So what Mary had supplied was the human medium of this remarkable combination, the stuff of his incarnate existence, which he wouldn’t discard at the end of his earthly life like an actor’s costume. In her womb was assembled the union of Divine and human natures in close consortium. She had given birth to a one off, unique creature, in whom was united all things earthly and heavenly.
Nestorius had worried that if humanity and divinity had become so close up and personal then this would result in God suffering in the events of Good Friday, something that would be an absolute no-no for an all powerful and omnipotent God. But Cyril made it clear that while you could use the language of paradox about that extraordinary event, and say that Jesus the Son of God had suffered on the cross, he had done so in his human nature. The suffering hadn’t as it were broken through into his Divine nature. While Jesus had emptied himself of divine privileges in order to come among us, he hadn’t done that in such a way as to limit the ability of his Divine nature to conquer the powers of suffering, sin and death. The light in him was not extinguished by the heart of darkness he entered into on the hill of Golgotha.
Cyril’s view on the matter has now become the orthodox faith of the Church. And it is no idle theological opinion of little relevance to our Christian walk.
- - - - - - -
- _TASKS FOR THIS EXERCISE_
a) Extract the portion of the excerpt on Cyril and Nestorius between "Cyril’s view on" and "our Christian walk.", inclusive.
b) Extend the excerpt on Cyril and Nestorius, continuing on from its final sentence.

- _DATA RECORDS_
- - - - - - -
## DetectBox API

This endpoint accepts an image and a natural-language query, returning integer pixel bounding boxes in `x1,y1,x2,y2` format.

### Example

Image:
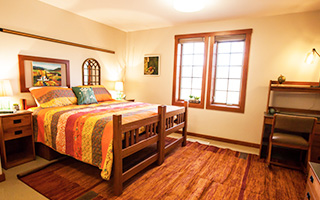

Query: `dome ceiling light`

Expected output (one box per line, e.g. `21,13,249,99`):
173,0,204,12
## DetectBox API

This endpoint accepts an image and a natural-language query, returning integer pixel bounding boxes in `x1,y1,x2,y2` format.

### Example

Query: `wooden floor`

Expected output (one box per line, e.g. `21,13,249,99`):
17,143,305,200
- - - - - - -
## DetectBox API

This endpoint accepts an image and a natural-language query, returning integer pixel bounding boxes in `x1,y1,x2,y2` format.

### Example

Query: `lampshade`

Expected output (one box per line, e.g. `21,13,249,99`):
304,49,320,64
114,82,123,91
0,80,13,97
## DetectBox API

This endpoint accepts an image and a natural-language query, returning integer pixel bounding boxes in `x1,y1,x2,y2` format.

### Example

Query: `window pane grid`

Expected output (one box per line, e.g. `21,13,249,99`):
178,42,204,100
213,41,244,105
- - - - - - -
- _ANSWERS TO EACH TASK_
a)
Cyril’s view on the matter has now become the orthodox faith of the Church. And it is no idle theological opinion of little relevance to our Christian walk.

b)
When Jesus entered the human condition he did so to rescue it from the sorry state it had fallen into. The very structures of human existence, the inner characteristics of the human condition, had suffered a loss of internal integrity. We had been diminished in our capacity to live well and wisely. The texture of our humanness had been thinned out, and reduced.
The close and complete union of Divine and Human natures of Jesus, united in a single subject as one coherent identity, meant that he not only provided the link between divinity and humanity, he also became for all time the junction point of our dynamic participation in the divine life. He was now the conduit and reconnection point between God and us, through which God could pour his renewing life into us. Through Baptism and the Eucharist, by inwardly saying yes to God, through a life of love in action, we could now become through participation in that Divine life, raised in value as human creatures. Sure we would still die a biological death, but as beloved sons and daughters, already on the road to recovery of our full grandeur and stature, we would live forever with him in the life of the Kingdom.
Maybe Nestorius’ parishioners couldn’t spell all that out in full theological detail when he riled them up by denying that Mary was the Mother of God, but that was what had been at stake in this contretemps, and Mary as symbol and emblem of the real identity of her Son, had pointed the way to our eternal destiny.